Given request: The data below is to be returned in full and exactly.

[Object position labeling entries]

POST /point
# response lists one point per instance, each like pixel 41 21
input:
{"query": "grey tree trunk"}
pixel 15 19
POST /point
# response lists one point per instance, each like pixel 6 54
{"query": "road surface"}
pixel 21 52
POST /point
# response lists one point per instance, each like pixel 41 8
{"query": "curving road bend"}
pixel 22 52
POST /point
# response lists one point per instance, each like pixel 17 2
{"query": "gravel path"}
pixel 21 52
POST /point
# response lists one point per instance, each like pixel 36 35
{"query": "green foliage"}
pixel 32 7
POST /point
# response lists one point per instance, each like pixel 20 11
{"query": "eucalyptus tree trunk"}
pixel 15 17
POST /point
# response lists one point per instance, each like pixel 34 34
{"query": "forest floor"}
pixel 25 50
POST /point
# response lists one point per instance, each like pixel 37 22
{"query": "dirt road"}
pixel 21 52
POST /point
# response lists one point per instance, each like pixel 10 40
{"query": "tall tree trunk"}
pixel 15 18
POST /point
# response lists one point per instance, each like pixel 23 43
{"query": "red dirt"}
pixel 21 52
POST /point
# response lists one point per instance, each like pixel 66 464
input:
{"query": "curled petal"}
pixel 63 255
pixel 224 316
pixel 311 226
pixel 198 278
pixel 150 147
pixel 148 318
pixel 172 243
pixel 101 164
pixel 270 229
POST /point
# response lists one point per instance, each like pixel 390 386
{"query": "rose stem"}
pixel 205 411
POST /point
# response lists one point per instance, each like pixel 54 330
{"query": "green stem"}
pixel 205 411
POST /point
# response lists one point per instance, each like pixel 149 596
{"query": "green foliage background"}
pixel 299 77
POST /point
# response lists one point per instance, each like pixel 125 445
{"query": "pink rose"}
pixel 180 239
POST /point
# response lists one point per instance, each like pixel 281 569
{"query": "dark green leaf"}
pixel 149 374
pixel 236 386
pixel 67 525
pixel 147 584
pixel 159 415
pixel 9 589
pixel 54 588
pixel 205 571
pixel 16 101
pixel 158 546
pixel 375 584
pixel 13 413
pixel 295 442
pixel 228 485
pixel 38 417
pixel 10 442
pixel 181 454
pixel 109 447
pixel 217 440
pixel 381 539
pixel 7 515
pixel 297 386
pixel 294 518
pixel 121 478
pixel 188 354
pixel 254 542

Full answer:
POST /point
# response lists one point per instance, each like pixel 41 21
input:
{"query": "grey tree trunk"}
pixel 15 19
POST /point
# response lists one point per instance, each like pixel 6 54
{"query": "road surface"}
pixel 21 52
POST /point
# response lists one point per instance, each like pixel 41 8
{"query": "curving road bend"}
pixel 22 52
POST /point
# response lists one point per instance, each like pixel 17 2
{"query": "gravel path"}
pixel 21 52
POST /point
# response lists one point per instance, each like pixel 36 35
{"query": "green foliage"}
pixel 32 7
POST /point
# response lists one point per instance, each like pixel 20 11
{"query": "eucalyptus tree trunk"}
pixel 15 17
POST /point
# response lists one point per instance, each like pixel 34 34
{"query": "forest floor"}
pixel 25 50
POST /point
# response lists one point per instance, each like pixel 37 22
{"query": "dirt road"}
pixel 21 52
POST /point
# response lists one point per instance, each like pixel 10 40
{"query": "tall tree trunk"}
pixel 15 18
POST /point
# response lists one point per instance, each like pixel 23 43
{"query": "red dirt"}
pixel 21 52
POST /point
# response lists one point per instance, each like pixel 66 464
input:
{"query": "curled petal"}
pixel 63 255
pixel 224 316
pixel 311 226
pixel 198 278
pixel 150 147
pixel 148 318
pixel 172 243
pixel 101 164
pixel 270 229
POST /point
# response lists one point per instance, each like pixel 390 386
{"query": "rose stem"}
pixel 205 411
POST /point
# response lists one point per instance, each like pixel 54 330
{"query": "green stem"}
pixel 205 411
POST /point
# response lists one point per instance, each like pixel 149 596
{"query": "green foliage background"}
pixel 299 77
POST /point
# response lists one point per instance, each like pixel 125 445
{"query": "pink rose"}
pixel 180 239
POST /point
# response lists one point per instance, each like pixel 281 569
{"query": "dark green leaf"}
pixel 149 374
pixel 236 386
pixel 67 525
pixel 147 584
pixel 159 415
pixel 9 589
pixel 54 588
pixel 205 571
pixel 16 101
pixel 158 546
pixel 375 584
pixel 13 413
pixel 295 442
pixel 228 485
pixel 38 417
pixel 10 442
pixel 181 454
pixel 109 447
pixel 217 440
pixel 381 539
pixel 7 515
pixel 297 386
pixel 294 518
pixel 121 478
pixel 188 354
pixel 254 542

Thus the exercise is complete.